◆ READING PASSAGE
# New NFL Team logos



## Zoltta (Sep 10, 2008)

lol @ the bengals


----------



## ohmanthisiscool (Sep 10, 2008)

very nice!


----------



## DelfinoPie (Sep 10, 2008)

The colts one actually made me burst out laughing


----------



## Chris (Sep 10, 2008)

The rams one is awesome.


----------



## SnowfaLL (Sep 13, 2008)

They are missing abunch! where are the suckaneers, saints and panties.

I do enjoy the raiders one alot though, as its an extra hit to Tampa bay. Gay pirates for the loss (esp this weekend when Turner gets 220 on them)


----------



## F1Filter (Sep 13, 2008)

The SF 4-12'ers.


----------



## Josh Lawson (Sep 14, 2008)

F1Filter said:


> The SF 4-12'ers.


That was my favorite as well!

◆ AVAILABLE DATA
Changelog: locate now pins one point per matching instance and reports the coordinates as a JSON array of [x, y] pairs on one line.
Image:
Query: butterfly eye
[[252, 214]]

◆ SET PROBLEM 1
In the NFL logos thread, which team's logo made DelfinoPie burst out laughing?
◆ SET PROBLEM 2
Continue the NFL logos thread from its last post.
The data has no connection to the NFL logos thread.

◆ TASK ANSWER 1
The Colts logo.

◆ TASK ANSWER 2
----------



## mattofvengeance (Dec 17, 2008)

NickCormier said:


> They are missing abunch! where are the suckaneers, saints and panties.
> 
> I do enjoy the raiders one alot though, as its an extra hit to Tampa bay. Gay pirates for the loss (esp this weekend when Turner gets 220 on them)


 
Please remind me when the Falcons won the Super Bowl.

Go ahead, I'll wait.


----------



## jacksonplayer (Dec 18, 2008)

The Redskins logo has the unfortunately stink of truth to it...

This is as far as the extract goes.